- [TASKS TO COMPLETE]
- 1) Answer these questions using the CCRC article.
(a) How many square feet does the new addition cover?
(b) What title does James Prestegard hold?
(c) How many spectrometers of this kind does the country have?
- 2) Transcribe the CCRC article between "The addition houses" and "Alliance Eminent Scholar.", inclusive.
- 3) Decide whether each statement agrees with the CCRC article. Answer yes or no, and quote the words that decide it.
(a) The addition cost $5.2 million.
(b) The addition houses a 600-MHz spectrometer.
(c) UGA recruited James Prestegard several years ago.

- [SOURCE PASSAGE]
-------------------------

CCRC addition expands its research horizons

By Sharron Hannon

The official dedication of a new 36,000-square-foot, $5.2 million addition to the university’s Complex Carbohydrate Research Center was greeted with toasts and speeches from university officials and key players in what President Michael Adams termed “one of the real success stories of this university.”
The addition houses an 800-MHz nuclear magnetic resonance (NMR) spectrometer--a super-conducting magnet with stored energy equivalent to a “semi going down the highway at more than 40 miles per hour,” according to James Prestegard, an NMR expert recruited by UGA earlier this year as a Varian/Georgia Research Alliance Eminent Scholar.
The high-field spectrometer--one of only six of its kind in the country--allows subtle probes of how parts of molecules interact with one another and will serve as the stimulus for numerous research projects.

-------------------------

- [EXTRACTED ENTRIES]

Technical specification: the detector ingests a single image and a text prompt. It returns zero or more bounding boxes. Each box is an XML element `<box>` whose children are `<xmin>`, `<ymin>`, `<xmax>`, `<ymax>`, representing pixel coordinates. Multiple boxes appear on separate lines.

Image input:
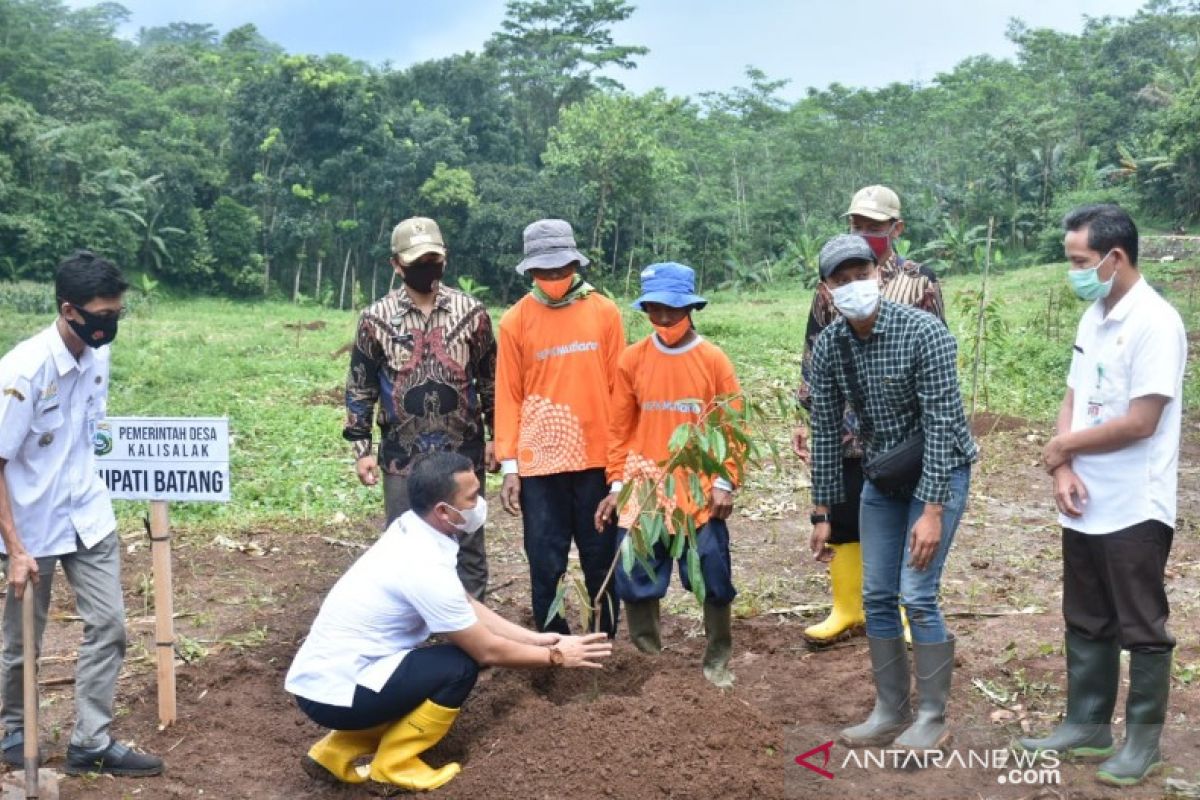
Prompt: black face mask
<box><xmin>67</xmin><ymin>306</ymin><xmax>119</xmax><ymax>348</ymax></box>
<box><xmin>403</xmin><ymin>263</ymin><xmax>445</xmax><ymax>294</ymax></box>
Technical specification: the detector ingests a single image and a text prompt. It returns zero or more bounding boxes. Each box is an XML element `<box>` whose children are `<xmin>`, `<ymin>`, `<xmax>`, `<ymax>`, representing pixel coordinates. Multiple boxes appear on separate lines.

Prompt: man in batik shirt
<box><xmin>342</xmin><ymin>217</ymin><xmax>496</xmax><ymax>600</ymax></box>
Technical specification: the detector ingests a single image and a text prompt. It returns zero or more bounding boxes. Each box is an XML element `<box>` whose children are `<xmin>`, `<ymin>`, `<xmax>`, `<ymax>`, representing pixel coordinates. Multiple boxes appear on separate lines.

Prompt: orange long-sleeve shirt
<box><xmin>496</xmin><ymin>291</ymin><xmax>625</xmax><ymax>476</ymax></box>
<box><xmin>608</xmin><ymin>335</ymin><xmax>742</xmax><ymax>528</ymax></box>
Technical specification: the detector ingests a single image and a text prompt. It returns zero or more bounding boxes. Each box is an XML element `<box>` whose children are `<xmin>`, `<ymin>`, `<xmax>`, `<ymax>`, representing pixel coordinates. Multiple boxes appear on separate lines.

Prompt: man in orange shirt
<box><xmin>595</xmin><ymin>263</ymin><xmax>742</xmax><ymax>688</ymax></box>
<box><xmin>496</xmin><ymin>219</ymin><xmax>625</xmax><ymax>636</ymax></box>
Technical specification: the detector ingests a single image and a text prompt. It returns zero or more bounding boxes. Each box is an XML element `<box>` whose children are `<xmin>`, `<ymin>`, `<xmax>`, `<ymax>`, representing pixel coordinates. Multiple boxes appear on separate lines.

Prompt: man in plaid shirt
<box><xmin>792</xmin><ymin>186</ymin><xmax>946</xmax><ymax>646</ymax></box>
<box><xmin>810</xmin><ymin>234</ymin><xmax>978</xmax><ymax>750</ymax></box>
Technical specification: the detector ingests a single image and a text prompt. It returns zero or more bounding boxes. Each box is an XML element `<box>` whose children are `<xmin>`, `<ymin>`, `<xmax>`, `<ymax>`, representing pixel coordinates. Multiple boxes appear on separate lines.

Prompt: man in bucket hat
<box><xmin>496</xmin><ymin>219</ymin><xmax>625</xmax><ymax>636</ymax></box>
<box><xmin>792</xmin><ymin>186</ymin><xmax>944</xmax><ymax>646</ymax></box>
<box><xmin>595</xmin><ymin>263</ymin><xmax>742</xmax><ymax>688</ymax></box>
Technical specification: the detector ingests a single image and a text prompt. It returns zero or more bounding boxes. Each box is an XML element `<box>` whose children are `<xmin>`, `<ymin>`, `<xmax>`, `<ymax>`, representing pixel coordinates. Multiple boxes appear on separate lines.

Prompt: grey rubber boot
<box><xmin>1096</xmin><ymin>652</ymin><xmax>1171</xmax><ymax>786</ymax></box>
<box><xmin>839</xmin><ymin>636</ymin><xmax>912</xmax><ymax>747</ymax></box>
<box><xmin>704</xmin><ymin>602</ymin><xmax>733</xmax><ymax>688</ymax></box>
<box><xmin>625</xmin><ymin>600</ymin><xmax>662</xmax><ymax>656</ymax></box>
<box><xmin>1016</xmin><ymin>628</ymin><xmax>1121</xmax><ymax>759</ymax></box>
<box><xmin>895</xmin><ymin>633</ymin><xmax>954</xmax><ymax>750</ymax></box>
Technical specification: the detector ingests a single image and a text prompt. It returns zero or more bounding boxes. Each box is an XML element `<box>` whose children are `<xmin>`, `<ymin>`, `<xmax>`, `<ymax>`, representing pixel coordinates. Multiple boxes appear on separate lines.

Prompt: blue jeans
<box><xmin>859</xmin><ymin>464</ymin><xmax>971</xmax><ymax>644</ymax></box>
<box><xmin>617</xmin><ymin>519</ymin><xmax>738</xmax><ymax>606</ymax></box>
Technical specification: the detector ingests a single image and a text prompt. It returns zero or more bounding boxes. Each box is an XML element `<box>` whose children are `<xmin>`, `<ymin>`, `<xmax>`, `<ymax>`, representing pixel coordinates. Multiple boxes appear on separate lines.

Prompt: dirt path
<box><xmin>11</xmin><ymin>419</ymin><xmax>1200</xmax><ymax>800</ymax></box>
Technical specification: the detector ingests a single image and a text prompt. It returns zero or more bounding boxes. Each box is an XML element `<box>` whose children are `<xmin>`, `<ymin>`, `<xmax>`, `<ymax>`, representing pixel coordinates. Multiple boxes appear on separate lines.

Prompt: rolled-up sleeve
<box><xmin>913</xmin><ymin>324</ymin><xmax>962</xmax><ymax>504</ymax></box>
<box><xmin>808</xmin><ymin>329</ymin><xmax>846</xmax><ymax>505</ymax></box>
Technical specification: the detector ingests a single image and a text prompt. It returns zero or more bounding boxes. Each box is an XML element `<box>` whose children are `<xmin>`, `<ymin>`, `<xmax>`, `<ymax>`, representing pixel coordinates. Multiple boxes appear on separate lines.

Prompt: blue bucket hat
<box><xmin>630</xmin><ymin>261</ymin><xmax>708</xmax><ymax>311</ymax></box>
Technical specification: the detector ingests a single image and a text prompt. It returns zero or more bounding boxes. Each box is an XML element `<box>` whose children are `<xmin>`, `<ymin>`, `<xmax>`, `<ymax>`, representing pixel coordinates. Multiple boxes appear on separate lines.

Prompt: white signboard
<box><xmin>92</xmin><ymin>416</ymin><xmax>229</xmax><ymax>503</ymax></box>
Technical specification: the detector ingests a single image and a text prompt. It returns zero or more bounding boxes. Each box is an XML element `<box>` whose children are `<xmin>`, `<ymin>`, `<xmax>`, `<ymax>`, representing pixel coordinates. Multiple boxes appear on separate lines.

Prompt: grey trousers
<box><xmin>0</xmin><ymin>531</ymin><xmax>125</xmax><ymax>750</ymax></box>
<box><xmin>383</xmin><ymin>469</ymin><xmax>487</xmax><ymax>601</ymax></box>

-------------------------

- [YOUR WRITTEN ANSWERS]
- 1)
(a) 36,000 square feet
(b) Varian/Georgia Research Alliance Eminent Scholar
(c) Six

- 2)
The addition houses an 800-MHz nuclear magnetic resonance (NMR) spectrometer--a super-conducting magnet with stored energy equivalent to a “semi going down the highway at more than 40 miles per hour,” according to James Prestegard, an NMR expert recruited by UGA earlier this year as a Varian/Georgia Research Alliance Eminent Scholar.

- 3)
(a) Yes: "$5.2 million addition"
(b) No: "an 800-MHz nuclear magnetic resonance (NMR) spectrometer"
(c) No: "recruited by UGA earlier this year"